» AIM OF THE EXERCISE:
Count the lines in the data below that contain the string "water", matching case exactly, and please reply with only that number.

== SUPPLIED DATA

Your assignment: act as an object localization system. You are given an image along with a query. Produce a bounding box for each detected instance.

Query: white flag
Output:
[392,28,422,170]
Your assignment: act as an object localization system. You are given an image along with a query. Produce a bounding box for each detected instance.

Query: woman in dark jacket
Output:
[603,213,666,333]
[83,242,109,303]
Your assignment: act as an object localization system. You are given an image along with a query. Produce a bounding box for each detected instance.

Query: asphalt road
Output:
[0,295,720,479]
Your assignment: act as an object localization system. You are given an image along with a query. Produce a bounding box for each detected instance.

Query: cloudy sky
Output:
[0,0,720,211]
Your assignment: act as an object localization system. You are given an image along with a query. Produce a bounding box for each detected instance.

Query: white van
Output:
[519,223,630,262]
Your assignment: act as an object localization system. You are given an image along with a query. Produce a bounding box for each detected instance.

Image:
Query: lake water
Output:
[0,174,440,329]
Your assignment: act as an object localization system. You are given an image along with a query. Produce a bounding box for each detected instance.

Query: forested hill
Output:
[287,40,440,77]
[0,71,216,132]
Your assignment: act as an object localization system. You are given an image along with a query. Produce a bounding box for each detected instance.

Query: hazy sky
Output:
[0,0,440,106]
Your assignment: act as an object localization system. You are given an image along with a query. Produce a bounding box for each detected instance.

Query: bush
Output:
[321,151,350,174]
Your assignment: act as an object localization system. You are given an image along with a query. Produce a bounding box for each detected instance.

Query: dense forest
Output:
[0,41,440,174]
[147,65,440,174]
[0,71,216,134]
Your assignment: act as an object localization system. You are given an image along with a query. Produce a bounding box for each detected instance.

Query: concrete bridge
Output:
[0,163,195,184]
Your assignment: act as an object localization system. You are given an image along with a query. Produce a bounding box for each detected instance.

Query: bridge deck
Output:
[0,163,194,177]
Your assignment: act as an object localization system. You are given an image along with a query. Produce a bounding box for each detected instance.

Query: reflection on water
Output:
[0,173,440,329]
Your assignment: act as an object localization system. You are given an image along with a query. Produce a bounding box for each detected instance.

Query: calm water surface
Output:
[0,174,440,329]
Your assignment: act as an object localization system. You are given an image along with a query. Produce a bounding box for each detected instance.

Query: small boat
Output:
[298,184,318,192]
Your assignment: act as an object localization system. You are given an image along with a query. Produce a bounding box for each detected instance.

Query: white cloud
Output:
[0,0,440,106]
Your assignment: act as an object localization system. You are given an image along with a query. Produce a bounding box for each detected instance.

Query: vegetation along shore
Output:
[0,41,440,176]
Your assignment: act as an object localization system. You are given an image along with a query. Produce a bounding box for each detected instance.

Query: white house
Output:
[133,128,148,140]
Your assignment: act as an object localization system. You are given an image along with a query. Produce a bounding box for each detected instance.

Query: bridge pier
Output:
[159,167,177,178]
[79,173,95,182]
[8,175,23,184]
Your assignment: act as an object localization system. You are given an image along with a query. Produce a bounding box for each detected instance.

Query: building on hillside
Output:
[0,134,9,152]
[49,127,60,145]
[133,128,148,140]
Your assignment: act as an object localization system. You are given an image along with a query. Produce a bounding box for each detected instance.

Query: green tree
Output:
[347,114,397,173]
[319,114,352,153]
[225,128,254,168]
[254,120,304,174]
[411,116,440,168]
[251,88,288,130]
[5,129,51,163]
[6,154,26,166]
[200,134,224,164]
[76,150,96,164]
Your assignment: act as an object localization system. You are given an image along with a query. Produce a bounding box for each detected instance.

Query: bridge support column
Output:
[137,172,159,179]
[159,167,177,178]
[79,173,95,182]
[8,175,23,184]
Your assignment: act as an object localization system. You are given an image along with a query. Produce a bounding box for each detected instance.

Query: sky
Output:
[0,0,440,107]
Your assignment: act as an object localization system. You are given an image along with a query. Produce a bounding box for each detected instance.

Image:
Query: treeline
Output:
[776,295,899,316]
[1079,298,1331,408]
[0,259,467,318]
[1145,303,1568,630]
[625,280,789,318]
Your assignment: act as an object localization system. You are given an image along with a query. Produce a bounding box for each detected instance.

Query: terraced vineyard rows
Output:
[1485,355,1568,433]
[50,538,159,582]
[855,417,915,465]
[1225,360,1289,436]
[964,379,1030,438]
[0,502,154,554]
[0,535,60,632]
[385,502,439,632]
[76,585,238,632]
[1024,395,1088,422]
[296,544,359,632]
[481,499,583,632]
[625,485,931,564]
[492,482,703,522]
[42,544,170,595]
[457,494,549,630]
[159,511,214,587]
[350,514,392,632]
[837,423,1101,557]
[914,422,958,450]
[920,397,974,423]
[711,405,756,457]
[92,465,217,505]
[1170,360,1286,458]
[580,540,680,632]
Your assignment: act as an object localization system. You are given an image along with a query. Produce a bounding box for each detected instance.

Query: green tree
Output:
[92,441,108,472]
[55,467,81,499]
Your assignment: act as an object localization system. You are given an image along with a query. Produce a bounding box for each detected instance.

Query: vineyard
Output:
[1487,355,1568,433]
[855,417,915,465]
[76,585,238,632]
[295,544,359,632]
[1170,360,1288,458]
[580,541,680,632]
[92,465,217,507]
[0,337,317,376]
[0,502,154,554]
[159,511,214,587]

====

» WRITTEN ANSWER:
3